*Problem to work on*: How many lines in the material below contain the string "chandelier"? Matching is case-sensitive; reply with the number alone.

Dataset items:

* * * * * * *

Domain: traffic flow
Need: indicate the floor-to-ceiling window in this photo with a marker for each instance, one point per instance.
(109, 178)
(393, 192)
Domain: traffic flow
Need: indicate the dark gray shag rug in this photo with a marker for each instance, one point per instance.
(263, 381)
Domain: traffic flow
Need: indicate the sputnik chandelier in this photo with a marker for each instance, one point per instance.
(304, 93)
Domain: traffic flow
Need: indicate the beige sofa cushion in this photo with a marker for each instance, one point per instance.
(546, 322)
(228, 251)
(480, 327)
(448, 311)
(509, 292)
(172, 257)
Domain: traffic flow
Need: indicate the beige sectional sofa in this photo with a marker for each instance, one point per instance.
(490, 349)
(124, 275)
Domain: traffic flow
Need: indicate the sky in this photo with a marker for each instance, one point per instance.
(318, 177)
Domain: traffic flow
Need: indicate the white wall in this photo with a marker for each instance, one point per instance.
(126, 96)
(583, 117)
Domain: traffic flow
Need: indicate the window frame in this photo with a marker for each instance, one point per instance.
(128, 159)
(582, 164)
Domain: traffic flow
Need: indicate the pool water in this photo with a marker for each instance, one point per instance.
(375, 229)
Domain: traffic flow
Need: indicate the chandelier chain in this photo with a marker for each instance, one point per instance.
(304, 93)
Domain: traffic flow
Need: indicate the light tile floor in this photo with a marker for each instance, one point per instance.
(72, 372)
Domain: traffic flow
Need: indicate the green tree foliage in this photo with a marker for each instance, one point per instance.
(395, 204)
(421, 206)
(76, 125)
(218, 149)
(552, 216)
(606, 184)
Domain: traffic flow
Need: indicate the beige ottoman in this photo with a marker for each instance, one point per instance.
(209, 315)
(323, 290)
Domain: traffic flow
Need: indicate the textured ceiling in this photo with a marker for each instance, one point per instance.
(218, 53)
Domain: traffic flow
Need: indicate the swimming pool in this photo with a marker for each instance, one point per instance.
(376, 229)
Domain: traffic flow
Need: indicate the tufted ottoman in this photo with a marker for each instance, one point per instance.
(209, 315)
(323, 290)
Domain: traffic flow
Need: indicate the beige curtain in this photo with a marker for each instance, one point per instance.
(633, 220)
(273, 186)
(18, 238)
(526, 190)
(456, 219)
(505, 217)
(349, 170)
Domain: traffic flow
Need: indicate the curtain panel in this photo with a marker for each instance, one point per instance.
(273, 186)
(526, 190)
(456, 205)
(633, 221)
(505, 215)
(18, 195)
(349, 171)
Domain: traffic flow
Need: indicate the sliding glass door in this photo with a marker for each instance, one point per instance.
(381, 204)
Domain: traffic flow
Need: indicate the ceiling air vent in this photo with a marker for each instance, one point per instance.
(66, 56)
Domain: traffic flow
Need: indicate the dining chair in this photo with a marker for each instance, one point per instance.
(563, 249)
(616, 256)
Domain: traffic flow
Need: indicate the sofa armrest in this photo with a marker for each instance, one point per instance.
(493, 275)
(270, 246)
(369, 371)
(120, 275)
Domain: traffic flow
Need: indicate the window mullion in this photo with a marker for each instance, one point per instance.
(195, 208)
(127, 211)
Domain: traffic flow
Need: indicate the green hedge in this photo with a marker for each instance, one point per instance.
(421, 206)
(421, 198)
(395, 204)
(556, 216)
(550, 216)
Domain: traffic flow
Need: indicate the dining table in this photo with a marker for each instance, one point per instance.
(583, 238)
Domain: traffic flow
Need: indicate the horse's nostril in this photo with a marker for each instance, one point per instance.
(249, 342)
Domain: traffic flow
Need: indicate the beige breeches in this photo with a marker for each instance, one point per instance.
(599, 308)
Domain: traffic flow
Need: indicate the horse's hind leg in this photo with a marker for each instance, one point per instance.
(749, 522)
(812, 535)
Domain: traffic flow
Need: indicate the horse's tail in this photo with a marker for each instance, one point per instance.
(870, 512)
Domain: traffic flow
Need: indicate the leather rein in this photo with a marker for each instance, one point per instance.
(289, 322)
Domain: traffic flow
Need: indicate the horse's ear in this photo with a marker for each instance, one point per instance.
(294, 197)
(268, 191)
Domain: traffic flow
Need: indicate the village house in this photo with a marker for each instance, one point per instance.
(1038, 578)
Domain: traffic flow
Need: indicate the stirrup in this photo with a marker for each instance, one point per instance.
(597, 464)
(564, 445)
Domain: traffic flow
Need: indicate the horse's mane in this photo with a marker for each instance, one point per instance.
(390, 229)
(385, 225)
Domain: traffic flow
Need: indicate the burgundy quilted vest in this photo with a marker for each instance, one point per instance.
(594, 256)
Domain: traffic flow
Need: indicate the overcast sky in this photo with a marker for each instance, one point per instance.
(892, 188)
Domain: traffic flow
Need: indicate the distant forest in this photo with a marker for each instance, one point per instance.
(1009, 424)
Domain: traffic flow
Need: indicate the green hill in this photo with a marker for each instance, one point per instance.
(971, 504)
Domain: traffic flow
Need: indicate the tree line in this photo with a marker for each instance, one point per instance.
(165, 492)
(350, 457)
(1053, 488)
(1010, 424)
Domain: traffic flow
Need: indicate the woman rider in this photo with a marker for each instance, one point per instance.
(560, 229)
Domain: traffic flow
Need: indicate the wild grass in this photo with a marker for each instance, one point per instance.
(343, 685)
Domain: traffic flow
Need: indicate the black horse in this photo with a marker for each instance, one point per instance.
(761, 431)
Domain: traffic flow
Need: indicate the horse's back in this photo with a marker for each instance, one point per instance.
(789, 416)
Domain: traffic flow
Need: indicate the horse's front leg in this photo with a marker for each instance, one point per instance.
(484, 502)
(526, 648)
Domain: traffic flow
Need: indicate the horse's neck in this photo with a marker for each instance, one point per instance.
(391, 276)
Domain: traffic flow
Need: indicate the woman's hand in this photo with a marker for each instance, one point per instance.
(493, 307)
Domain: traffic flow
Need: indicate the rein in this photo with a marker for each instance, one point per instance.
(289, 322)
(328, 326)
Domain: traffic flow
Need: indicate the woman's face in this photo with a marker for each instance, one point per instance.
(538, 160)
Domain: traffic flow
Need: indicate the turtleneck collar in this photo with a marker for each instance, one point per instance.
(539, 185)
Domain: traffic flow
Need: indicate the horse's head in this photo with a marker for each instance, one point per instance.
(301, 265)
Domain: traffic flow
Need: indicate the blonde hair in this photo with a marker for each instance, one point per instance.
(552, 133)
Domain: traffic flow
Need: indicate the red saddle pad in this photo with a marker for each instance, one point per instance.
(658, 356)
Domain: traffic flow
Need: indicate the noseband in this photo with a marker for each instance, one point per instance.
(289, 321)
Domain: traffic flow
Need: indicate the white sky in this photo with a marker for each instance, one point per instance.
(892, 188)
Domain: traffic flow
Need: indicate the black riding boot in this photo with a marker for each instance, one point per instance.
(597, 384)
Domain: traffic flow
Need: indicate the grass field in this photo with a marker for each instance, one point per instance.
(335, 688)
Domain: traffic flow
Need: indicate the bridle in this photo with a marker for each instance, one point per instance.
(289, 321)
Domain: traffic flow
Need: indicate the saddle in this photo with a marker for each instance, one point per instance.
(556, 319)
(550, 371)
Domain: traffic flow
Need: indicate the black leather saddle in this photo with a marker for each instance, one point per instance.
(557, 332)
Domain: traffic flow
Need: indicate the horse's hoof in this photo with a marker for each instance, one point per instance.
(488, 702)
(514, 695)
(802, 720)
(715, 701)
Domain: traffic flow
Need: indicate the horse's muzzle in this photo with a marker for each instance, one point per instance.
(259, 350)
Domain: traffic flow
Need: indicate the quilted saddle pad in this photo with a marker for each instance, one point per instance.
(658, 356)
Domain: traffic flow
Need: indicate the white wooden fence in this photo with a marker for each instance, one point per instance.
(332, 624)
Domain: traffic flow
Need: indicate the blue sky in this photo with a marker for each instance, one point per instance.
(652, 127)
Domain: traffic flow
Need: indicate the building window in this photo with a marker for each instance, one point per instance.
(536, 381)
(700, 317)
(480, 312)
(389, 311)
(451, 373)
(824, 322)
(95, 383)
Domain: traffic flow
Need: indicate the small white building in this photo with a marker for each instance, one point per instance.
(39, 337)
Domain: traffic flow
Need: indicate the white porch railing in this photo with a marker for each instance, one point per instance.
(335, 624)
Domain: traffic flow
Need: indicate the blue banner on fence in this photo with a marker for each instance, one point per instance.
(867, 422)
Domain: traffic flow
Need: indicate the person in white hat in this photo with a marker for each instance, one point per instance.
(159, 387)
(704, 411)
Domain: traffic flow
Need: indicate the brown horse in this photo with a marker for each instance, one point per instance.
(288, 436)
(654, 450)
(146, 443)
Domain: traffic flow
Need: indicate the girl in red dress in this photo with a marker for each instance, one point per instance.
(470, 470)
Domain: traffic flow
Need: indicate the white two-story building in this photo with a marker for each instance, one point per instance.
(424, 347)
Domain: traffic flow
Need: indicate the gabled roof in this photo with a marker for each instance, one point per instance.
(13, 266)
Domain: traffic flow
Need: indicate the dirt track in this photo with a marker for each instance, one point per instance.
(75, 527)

* * * * * * *

*Answer for the task*: 2